→ **Excerpted data**
####
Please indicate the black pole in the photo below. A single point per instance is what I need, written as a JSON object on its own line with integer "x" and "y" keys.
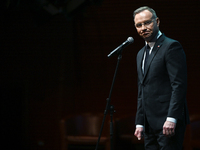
{"x": 111, "y": 108}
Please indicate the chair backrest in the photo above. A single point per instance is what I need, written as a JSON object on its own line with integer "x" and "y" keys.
{"x": 85, "y": 125}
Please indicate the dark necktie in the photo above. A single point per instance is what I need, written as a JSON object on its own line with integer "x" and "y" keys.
{"x": 147, "y": 56}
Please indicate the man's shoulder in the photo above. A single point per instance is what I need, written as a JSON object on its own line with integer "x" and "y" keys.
{"x": 169, "y": 40}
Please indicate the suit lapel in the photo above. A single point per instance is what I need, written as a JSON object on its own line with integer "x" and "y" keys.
{"x": 155, "y": 49}
{"x": 140, "y": 59}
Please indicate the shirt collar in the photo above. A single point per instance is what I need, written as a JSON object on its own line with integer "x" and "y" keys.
{"x": 151, "y": 44}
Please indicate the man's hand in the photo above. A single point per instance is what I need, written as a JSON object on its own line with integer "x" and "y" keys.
{"x": 138, "y": 132}
{"x": 169, "y": 128}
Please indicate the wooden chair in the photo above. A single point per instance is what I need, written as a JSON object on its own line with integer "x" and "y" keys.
{"x": 192, "y": 135}
{"x": 83, "y": 130}
{"x": 125, "y": 127}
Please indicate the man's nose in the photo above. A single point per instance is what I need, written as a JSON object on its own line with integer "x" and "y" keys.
{"x": 144, "y": 27}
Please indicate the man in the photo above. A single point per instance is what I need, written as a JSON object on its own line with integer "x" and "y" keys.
{"x": 162, "y": 113}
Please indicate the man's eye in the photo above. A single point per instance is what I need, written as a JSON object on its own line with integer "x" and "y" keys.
{"x": 147, "y": 22}
{"x": 138, "y": 25}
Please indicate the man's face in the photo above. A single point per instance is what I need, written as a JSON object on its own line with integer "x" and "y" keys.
{"x": 146, "y": 27}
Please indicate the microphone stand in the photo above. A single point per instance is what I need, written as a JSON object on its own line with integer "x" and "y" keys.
{"x": 111, "y": 108}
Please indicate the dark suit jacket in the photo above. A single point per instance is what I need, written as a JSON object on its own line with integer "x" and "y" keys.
{"x": 162, "y": 89}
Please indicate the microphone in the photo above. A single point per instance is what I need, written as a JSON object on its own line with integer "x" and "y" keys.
{"x": 122, "y": 46}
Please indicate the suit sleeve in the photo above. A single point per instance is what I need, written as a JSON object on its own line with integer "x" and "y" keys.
{"x": 177, "y": 71}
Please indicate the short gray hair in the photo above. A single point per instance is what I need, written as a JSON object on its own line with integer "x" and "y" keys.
{"x": 137, "y": 11}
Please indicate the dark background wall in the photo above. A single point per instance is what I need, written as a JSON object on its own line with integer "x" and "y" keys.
{"x": 55, "y": 64}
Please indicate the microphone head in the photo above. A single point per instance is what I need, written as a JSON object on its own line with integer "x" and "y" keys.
{"x": 130, "y": 39}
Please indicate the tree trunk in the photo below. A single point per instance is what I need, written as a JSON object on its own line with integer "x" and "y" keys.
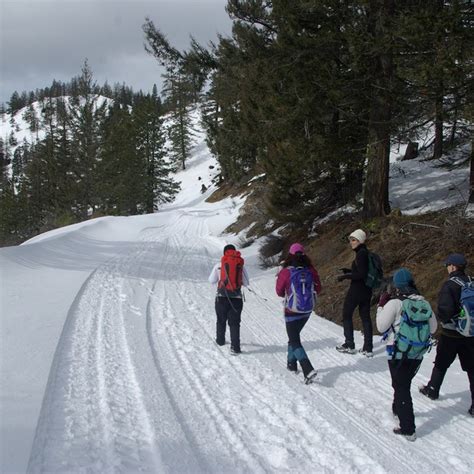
{"x": 438, "y": 143}
{"x": 376, "y": 201}
{"x": 411, "y": 152}
{"x": 471, "y": 175}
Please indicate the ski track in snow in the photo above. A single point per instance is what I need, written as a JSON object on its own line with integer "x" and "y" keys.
{"x": 138, "y": 385}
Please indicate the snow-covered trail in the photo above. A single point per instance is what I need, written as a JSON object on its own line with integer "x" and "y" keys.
{"x": 138, "y": 385}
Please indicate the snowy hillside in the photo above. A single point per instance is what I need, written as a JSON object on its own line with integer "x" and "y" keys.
{"x": 109, "y": 364}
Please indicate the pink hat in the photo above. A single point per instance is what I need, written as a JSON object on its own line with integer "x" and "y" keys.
{"x": 295, "y": 248}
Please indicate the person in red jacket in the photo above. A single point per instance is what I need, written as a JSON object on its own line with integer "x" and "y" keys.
{"x": 298, "y": 282}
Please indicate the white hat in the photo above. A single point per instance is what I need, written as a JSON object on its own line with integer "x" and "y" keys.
{"x": 359, "y": 234}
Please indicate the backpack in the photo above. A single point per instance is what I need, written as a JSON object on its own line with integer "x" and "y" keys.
{"x": 465, "y": 320}
{"x": 230, "y": 280}
{"x": 413, "y": 337}
{"x": 375, "y": 273}
{"x": 301, "y": 296}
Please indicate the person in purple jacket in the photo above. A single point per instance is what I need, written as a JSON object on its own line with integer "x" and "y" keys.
{"x": 298, "y": 282}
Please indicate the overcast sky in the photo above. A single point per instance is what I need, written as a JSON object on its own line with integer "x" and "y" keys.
{"x": 42, "y": 40}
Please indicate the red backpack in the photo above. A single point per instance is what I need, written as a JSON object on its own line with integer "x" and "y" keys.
{"x": 230, "y": 280}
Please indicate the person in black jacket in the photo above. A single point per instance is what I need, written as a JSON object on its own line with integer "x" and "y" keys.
{"x": 451, "y": 343}
{"x": 358, "y": 295}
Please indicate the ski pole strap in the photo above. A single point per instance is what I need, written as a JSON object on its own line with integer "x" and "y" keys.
{"x": 413, "y": 343}
{"x": 256, "y": 294}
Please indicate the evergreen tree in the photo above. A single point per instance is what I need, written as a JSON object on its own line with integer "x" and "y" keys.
{"x": 150, "y": 144}
{"x": 120, "y": 168}
{"x": 86, "y": 121}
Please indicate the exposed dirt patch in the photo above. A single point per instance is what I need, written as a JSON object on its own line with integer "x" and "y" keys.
{"x": 419, "y": 243}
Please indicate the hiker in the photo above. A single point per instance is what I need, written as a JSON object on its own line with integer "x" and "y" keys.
{"x": 298, "y": 282}
{"x": 451, "y": 343}
{"x": 229, "y": 274}
{"x": 358, "y": 295}
{"x": 408, "y": 321}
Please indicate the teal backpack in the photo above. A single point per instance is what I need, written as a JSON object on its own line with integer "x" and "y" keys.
{"x": 413, "y": 338}
{"x": 375, "y": 273}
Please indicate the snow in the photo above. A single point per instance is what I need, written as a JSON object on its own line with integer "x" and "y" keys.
{"x": 109, "y": 364}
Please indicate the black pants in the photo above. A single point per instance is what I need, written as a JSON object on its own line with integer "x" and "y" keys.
{"x": 228, "y": 310}
{"x": 361, "y": 299}
{"x": 450, "y": 347}
{"x": 296, "y": 351}
{"x": 402, "y": 373}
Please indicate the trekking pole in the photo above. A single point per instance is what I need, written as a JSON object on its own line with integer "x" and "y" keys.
{"x": 256, "y": 294}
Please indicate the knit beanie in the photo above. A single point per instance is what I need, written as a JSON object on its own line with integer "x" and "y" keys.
{"x": 360, "y": 235}
{"x": 229, "y": 247}
{"x": 295, "y": 248}
{"x": 403, "y": 279}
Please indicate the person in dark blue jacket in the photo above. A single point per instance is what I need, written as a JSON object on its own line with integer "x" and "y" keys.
{"x": 451, "y": 343}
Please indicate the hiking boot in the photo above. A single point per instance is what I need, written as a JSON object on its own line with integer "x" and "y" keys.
{"x": 429, "y": 391}
{"x": 292, "y": 367}
{"x": 235, "y": 350}
{"x": 346, "y": 348}
{"x": 407, "y": 436}
{"x": 310, "y": 378}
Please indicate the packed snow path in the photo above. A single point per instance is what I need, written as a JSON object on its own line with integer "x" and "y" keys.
{"x": 138, "y": 385}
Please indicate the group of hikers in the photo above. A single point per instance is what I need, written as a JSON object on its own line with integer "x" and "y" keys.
{"x": 404, "y": 317}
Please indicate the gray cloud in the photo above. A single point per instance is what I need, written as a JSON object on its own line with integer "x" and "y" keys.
{"x": 45, "y": 40}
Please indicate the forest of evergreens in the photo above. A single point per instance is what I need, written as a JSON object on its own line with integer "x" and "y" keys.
{"x": 311, "y": 92}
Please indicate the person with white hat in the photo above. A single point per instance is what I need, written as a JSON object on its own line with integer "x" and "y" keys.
{"x": 358, "y": 296}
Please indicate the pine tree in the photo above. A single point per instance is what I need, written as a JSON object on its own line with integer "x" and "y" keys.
{"x": 86, "y": 121}
{"x": 150, "y": 143}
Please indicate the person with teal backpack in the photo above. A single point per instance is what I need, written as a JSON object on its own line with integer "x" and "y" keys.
{"x": 456, "y": 314}
{"x": 407, "y": 322}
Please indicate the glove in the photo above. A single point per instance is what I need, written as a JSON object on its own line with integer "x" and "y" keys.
{"x": 384, "y": 297}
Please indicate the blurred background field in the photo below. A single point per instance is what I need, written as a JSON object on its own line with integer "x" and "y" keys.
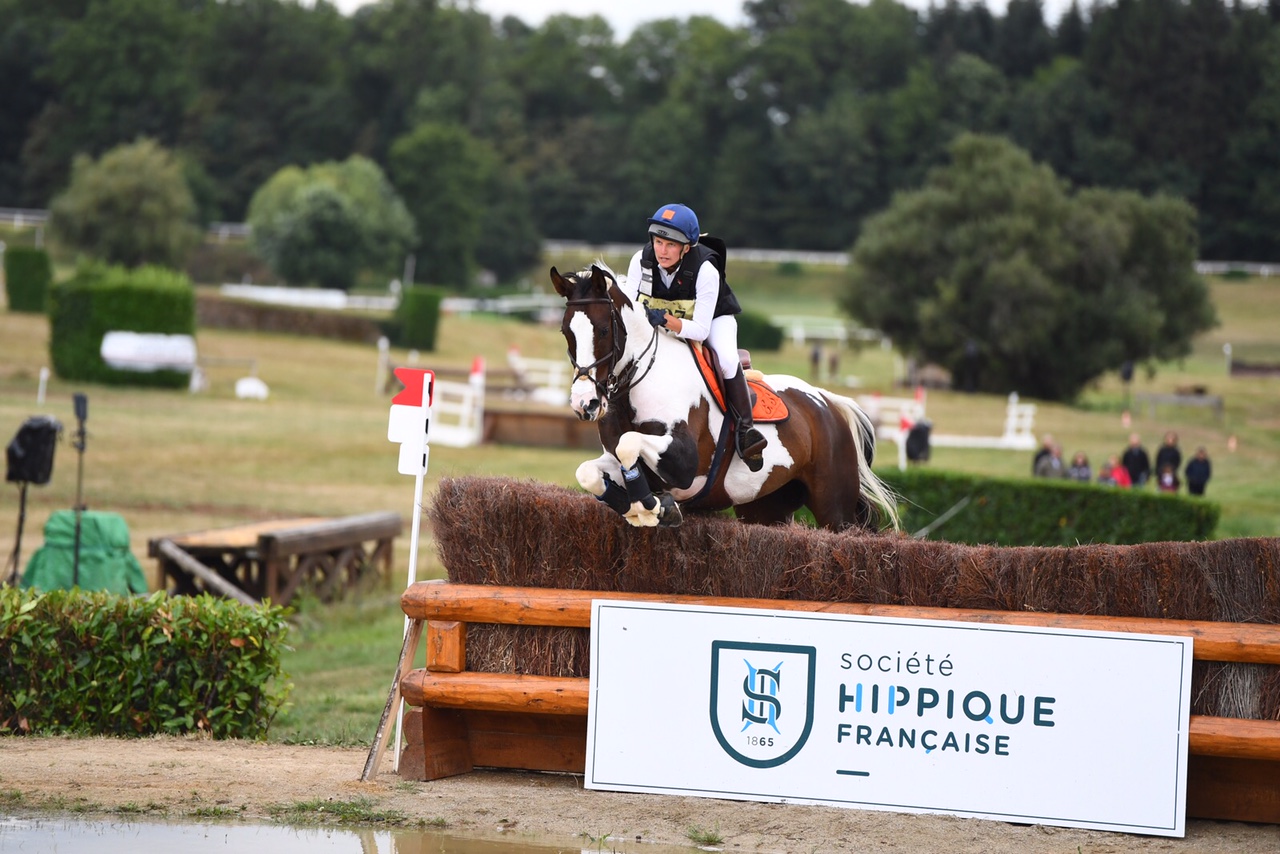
{"x": 172, "y": 462}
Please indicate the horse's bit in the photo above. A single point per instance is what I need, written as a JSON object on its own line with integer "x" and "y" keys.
{"x": 615, "y": 382}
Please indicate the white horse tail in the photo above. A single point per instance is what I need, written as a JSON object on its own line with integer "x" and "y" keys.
{"x": 864, "y": 441}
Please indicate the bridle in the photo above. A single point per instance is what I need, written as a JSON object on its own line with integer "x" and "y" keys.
{"x": 616, "y": 380}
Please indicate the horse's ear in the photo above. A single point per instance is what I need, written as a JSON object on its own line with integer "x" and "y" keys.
{"x": 599, "y": 279}
{"x": 561, "y": 284}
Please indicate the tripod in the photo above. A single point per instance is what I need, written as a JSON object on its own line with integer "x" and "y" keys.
{"x": 30, "y": 460}
{"x": 81, "y": 416}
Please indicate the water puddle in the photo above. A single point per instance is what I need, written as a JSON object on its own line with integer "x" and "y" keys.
{"x": 85, "y": 836}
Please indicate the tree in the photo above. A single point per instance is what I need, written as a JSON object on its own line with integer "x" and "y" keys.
{"x": 288, "y": 218}
{"x": 440, "y": 170}
{"x": 132, "y": 206}
{"x": 118, "y": 71}
{"x": 1054, "y": 290}
{"x": 273, "y": 91}
{"x": 319, "y": 240}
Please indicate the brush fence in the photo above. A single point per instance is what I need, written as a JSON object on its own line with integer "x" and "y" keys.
{"x": 462, "y": 718}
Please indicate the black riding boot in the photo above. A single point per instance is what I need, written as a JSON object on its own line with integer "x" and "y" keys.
{"x": 750, "y": 443}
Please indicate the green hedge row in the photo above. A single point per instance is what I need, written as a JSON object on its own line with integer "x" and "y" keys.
{"x": 755, "y": 332}
{"x": 101, "y": 298}
{"x": 1045, "y": 512}
{"x": 417, "y": 318}
{"x": 27, "y": 275}
{"x": 105, "y": 665}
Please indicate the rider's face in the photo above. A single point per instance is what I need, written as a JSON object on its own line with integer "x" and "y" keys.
{"x": 668, "y": 252}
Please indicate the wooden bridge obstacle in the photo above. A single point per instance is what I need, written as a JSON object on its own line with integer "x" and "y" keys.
{"x": 275, "y": 560}
{"x": 460, "y": 720}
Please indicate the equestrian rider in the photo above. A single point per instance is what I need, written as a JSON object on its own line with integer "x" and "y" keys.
{"x": 677, "y": 281}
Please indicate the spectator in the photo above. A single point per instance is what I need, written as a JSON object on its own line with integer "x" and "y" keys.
{"x": 1079, "y": 467}
{"x": 1169, "y": 455}
{"x": 1051, "y": 465}
{"x": 1198, "y": 471}
{"x": 1112, "y": 474}
{"x": 1136, "y": 461}
{"x": 1046, "y": 446}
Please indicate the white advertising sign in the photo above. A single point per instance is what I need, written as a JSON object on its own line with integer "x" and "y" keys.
{"x": 1047, "y": 726}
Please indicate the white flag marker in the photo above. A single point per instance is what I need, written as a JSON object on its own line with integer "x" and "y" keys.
{"x": 410, "y": 424}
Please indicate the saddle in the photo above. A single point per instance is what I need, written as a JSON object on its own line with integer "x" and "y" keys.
{"x": 767, "y": 407}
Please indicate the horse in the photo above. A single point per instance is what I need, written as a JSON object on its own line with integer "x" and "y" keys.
{"x": 658, "y": 423}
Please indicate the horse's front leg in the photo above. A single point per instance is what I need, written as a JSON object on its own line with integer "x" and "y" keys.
{"x": 667, "y": 456}
{"x": 603, "y": 479}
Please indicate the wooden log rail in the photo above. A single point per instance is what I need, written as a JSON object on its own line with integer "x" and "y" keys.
{"x": 1235, "y": 763}
{"x": 273, "y": 560}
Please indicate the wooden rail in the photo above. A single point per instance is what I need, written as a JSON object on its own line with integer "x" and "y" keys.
{"x": 274, "y": 560}
{"x": 470, "y": 718}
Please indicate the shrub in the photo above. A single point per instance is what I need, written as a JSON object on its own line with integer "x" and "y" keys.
{"x": 97, "y": 663}
{"x": 1046, "y": 512}
{"x": 101, "y": 298}
{"x": 755, "y": 332}
{"x": 417, "y": 318}
{"x": 131, "y": 206}
{"x": 27, "y": 275}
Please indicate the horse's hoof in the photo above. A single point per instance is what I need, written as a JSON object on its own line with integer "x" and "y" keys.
{"x": 670, "y": 514}
{"x": 641, "y": 516}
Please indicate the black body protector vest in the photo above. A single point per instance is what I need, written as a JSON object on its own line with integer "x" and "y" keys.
{"x": 680, "y": 297}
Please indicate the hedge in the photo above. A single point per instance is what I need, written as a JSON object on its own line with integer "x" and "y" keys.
{"x": 1046, "y": 512}
{"x": 755, "y": 332}
{"x": 27, "y": 275}
{"x": 101, "y": 298}
{"x": 95, "y": 663}
{"x": 417, "y": 318}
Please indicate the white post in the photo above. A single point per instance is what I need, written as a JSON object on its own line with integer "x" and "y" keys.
{"x": 410, "y": 425}
{"x": 383, "y": 361}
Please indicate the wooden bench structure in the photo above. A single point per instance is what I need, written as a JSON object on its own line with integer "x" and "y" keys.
{"x": 275, "y": 560}
{"x": 461, "y": 720}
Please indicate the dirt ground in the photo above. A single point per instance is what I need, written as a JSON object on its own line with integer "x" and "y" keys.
{"x": 182, "y": 777}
####
→ **Given request**
Starting from the line containing "Please indicate the hedge" and ending with the final line of the data, reproduce each line exactly as it appears, including no other lines.

→ **Reply to the task**
Please indicate the hedge in the photo above. A single point per instance is what I need, written as a JSON object on its own line with integer "x" and "y" keys.
{"x": 1046, "y": 512}
{"x": 755, "y": 332}
{"x": 27, "y": 275}
{"x": 101, "y": 298}
{"x": 95, "y": 663}
{"x": 417, "y": 318}
Please indicate the white post in the photo above. A single point per instance is what I need, written as a JSON object on its own line with integer "x" and "y" keys.
{"x": 410, "y": 425}
{"x": 383, "y": 361}
Please indicate the wooden bench structure in the photo above. A single point per instance is what I need, written as a JSON object on its own line with integer "x" and "y" keys.
{"x": 275, "y": 560}
{"x": 461, "y": 720}
Please indicate the dirt ground in the photo above. A single point per instance is what I need, written as a JSON object on its own line with integer "x" and "y" keys.
{"x": 182, "y": 777}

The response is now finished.